▸ **Your objective**
Copy every line in the rows below that contains the string "sunflower". Matching is case-sensitive.

▸ **Material for the task**
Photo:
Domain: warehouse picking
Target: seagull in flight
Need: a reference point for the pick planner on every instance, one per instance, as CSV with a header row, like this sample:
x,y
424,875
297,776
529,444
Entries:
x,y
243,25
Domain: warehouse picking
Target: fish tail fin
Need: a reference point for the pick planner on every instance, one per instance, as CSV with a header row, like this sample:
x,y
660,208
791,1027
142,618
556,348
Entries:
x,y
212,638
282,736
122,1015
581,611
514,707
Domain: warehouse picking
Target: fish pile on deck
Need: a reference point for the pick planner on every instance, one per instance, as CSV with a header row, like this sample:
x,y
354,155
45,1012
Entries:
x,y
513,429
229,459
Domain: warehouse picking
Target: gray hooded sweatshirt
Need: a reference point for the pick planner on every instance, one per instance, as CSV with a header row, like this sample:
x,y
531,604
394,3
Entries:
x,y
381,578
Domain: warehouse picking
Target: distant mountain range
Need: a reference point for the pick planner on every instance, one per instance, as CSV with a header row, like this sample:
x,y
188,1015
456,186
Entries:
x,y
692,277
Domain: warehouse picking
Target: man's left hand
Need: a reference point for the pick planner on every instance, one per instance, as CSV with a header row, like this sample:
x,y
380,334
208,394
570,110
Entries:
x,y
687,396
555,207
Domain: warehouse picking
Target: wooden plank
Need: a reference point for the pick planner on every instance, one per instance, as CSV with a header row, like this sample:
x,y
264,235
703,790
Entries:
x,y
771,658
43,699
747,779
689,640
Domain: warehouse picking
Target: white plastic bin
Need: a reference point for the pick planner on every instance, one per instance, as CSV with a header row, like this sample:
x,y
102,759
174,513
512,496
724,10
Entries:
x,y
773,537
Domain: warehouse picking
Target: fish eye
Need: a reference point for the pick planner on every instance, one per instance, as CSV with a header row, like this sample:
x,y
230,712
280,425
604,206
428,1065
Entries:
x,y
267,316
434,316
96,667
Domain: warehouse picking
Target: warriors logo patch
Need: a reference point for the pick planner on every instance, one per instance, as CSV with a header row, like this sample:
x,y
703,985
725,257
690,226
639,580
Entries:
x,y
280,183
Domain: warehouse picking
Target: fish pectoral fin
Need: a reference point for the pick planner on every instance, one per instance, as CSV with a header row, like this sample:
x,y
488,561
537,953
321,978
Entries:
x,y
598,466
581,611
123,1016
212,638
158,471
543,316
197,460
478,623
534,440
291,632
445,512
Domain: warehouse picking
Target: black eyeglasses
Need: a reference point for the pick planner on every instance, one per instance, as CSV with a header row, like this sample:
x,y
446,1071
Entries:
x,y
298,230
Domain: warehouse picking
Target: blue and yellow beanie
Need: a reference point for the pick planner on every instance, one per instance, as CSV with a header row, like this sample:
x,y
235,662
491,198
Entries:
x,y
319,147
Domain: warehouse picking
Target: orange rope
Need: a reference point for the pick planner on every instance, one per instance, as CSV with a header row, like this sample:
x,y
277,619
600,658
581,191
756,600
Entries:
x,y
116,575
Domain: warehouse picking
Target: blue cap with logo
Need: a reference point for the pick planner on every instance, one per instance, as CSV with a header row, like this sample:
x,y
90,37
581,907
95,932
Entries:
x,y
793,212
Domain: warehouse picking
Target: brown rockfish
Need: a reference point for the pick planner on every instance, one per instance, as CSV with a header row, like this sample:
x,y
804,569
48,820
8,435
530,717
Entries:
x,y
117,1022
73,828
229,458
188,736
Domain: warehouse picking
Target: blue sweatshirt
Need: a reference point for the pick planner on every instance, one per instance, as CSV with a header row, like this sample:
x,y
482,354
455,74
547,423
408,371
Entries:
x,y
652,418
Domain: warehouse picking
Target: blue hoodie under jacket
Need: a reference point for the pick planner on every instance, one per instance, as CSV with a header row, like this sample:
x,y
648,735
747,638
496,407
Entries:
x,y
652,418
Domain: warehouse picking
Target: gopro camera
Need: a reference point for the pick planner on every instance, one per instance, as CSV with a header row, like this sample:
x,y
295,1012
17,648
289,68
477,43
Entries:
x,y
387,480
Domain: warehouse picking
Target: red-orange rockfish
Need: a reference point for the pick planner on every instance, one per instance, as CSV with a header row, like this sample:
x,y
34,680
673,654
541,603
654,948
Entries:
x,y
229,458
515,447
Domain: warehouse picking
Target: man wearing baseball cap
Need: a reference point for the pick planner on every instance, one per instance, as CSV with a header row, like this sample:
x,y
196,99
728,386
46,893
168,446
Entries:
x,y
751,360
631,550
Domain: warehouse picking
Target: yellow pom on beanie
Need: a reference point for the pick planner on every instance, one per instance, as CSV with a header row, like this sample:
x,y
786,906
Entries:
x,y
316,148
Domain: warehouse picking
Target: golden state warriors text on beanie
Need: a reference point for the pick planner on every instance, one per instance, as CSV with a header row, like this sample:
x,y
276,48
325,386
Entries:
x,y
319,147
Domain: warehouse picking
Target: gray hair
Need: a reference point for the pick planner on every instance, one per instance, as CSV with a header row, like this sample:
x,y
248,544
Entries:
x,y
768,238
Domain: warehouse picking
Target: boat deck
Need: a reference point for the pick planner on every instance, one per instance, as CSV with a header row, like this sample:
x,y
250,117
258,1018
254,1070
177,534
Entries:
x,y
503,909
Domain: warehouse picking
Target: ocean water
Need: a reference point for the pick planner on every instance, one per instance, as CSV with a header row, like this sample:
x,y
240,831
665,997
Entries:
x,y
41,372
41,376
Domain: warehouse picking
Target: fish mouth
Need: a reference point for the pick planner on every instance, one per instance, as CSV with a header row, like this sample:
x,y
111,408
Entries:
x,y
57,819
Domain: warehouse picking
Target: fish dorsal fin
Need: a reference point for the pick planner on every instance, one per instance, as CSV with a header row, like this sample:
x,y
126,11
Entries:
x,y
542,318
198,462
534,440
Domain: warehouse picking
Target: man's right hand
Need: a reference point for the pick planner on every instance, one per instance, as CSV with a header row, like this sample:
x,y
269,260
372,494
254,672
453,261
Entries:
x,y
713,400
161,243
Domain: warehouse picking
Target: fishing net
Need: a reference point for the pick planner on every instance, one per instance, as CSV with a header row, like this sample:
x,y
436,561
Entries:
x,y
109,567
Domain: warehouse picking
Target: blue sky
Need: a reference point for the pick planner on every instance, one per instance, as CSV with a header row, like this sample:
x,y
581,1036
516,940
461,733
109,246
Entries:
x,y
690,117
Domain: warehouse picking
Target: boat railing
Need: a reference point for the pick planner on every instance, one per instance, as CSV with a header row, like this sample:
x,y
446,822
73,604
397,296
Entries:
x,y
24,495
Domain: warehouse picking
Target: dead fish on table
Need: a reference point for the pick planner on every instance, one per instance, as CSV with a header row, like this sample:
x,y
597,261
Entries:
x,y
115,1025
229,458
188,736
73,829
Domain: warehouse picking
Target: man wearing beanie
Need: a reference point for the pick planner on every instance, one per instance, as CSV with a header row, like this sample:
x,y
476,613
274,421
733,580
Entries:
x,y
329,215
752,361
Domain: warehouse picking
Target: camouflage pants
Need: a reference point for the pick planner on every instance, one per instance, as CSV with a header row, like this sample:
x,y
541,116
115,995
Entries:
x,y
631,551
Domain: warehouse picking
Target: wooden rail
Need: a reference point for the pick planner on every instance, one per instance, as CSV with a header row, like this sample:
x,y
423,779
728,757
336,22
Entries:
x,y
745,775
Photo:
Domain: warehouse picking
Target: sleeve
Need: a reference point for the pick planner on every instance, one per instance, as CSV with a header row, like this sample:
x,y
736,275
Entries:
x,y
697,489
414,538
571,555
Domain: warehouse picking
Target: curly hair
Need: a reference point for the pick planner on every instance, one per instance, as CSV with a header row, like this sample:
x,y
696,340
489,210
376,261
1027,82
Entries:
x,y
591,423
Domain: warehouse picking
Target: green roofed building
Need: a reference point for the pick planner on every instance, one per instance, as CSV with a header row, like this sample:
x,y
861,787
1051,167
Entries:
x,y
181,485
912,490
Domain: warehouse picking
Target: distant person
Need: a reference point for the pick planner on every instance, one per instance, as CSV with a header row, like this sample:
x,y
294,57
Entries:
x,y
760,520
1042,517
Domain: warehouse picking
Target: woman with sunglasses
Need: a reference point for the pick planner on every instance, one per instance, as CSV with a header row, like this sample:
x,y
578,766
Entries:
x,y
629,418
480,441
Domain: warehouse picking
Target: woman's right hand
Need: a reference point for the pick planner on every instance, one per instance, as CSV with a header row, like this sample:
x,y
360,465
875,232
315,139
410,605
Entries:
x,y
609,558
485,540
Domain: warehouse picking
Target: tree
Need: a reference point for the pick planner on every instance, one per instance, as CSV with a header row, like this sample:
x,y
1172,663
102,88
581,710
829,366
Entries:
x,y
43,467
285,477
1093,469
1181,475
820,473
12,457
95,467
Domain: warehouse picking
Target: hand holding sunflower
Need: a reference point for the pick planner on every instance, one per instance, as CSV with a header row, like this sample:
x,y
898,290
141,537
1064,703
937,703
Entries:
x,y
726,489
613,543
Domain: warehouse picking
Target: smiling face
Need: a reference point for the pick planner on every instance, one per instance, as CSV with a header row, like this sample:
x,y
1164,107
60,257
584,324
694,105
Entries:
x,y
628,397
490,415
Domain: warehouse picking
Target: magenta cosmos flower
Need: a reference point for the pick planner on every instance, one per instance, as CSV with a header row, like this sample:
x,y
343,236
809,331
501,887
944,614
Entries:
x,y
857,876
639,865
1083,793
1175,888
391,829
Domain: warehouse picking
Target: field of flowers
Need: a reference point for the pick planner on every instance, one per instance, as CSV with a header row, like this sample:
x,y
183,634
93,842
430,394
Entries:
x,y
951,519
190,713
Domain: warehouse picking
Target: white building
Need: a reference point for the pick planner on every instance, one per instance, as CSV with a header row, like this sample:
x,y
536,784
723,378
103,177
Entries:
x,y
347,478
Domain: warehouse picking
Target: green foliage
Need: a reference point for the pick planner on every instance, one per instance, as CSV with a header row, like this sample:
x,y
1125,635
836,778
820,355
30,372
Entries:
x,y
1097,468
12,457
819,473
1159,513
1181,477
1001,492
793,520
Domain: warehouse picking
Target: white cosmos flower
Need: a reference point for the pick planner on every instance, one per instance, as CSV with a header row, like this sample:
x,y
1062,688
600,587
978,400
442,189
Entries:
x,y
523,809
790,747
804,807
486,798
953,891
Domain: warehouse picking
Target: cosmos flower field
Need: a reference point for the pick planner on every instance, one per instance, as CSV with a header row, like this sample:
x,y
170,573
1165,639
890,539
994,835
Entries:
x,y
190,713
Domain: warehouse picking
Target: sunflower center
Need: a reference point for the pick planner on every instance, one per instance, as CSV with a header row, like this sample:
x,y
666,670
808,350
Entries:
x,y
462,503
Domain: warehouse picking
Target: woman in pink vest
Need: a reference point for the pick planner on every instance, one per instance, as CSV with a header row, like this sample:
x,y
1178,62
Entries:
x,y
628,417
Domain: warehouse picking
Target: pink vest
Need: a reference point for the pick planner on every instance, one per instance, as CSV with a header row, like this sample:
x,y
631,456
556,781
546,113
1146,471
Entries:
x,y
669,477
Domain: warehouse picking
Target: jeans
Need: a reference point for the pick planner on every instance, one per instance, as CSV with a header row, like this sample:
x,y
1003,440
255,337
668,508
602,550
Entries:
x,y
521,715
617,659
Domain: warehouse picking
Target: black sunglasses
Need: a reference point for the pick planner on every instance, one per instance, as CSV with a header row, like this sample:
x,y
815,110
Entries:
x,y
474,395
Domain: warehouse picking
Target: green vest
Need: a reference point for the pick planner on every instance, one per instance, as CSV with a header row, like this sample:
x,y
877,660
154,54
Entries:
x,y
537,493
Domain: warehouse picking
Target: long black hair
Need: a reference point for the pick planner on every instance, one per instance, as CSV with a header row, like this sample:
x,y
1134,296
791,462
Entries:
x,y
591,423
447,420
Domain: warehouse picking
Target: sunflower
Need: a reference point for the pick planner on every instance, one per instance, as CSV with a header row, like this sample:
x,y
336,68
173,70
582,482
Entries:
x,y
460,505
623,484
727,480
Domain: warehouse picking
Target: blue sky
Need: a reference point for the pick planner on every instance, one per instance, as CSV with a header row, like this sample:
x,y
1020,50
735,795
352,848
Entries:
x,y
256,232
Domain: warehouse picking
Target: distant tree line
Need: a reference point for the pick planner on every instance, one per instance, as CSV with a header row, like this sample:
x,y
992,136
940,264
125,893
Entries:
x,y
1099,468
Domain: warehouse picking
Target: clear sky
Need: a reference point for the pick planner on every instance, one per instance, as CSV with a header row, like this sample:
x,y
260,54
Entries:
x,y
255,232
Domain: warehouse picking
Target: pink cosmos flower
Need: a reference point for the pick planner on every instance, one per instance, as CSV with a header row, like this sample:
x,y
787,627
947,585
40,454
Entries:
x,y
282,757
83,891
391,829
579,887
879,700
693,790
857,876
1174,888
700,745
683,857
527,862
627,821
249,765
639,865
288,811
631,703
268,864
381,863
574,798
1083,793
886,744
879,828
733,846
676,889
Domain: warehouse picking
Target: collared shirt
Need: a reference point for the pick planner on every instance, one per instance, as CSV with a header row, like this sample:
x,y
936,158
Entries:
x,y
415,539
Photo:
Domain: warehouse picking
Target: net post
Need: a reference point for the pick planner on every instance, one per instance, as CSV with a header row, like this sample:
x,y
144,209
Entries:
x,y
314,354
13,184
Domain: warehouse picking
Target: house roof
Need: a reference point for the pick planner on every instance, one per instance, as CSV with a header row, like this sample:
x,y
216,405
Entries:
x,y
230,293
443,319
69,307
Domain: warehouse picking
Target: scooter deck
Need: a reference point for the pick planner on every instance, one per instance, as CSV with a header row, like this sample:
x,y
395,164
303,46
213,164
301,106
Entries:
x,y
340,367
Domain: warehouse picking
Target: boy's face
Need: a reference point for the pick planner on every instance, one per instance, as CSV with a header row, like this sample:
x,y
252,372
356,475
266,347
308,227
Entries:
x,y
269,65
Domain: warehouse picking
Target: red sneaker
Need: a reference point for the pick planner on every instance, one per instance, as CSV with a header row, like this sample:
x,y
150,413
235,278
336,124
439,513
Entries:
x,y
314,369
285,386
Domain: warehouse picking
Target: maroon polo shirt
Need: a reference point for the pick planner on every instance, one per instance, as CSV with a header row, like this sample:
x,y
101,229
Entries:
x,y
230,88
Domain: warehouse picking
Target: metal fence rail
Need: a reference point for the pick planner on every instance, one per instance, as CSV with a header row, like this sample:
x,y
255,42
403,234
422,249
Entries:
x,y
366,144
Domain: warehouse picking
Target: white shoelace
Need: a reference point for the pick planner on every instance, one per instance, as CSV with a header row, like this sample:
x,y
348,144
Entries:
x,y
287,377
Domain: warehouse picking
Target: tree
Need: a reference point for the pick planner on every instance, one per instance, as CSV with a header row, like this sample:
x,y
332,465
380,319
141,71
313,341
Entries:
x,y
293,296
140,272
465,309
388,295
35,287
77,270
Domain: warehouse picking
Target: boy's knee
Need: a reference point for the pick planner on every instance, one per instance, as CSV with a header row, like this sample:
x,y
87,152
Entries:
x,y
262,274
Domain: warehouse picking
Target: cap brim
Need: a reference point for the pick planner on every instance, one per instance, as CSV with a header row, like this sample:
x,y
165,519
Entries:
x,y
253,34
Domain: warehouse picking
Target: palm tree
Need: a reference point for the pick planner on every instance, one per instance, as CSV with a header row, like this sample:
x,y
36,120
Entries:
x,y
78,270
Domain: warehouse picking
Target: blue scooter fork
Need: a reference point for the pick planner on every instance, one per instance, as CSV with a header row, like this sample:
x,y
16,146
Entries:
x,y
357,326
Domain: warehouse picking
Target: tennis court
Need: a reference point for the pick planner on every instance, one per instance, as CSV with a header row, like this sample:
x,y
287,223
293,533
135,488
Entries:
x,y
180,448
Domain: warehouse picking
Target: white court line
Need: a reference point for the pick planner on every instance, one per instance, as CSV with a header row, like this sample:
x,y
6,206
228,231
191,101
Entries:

▸ **Output**
Target: hand holding sunflower
Target: sunflower center
Target: sunflower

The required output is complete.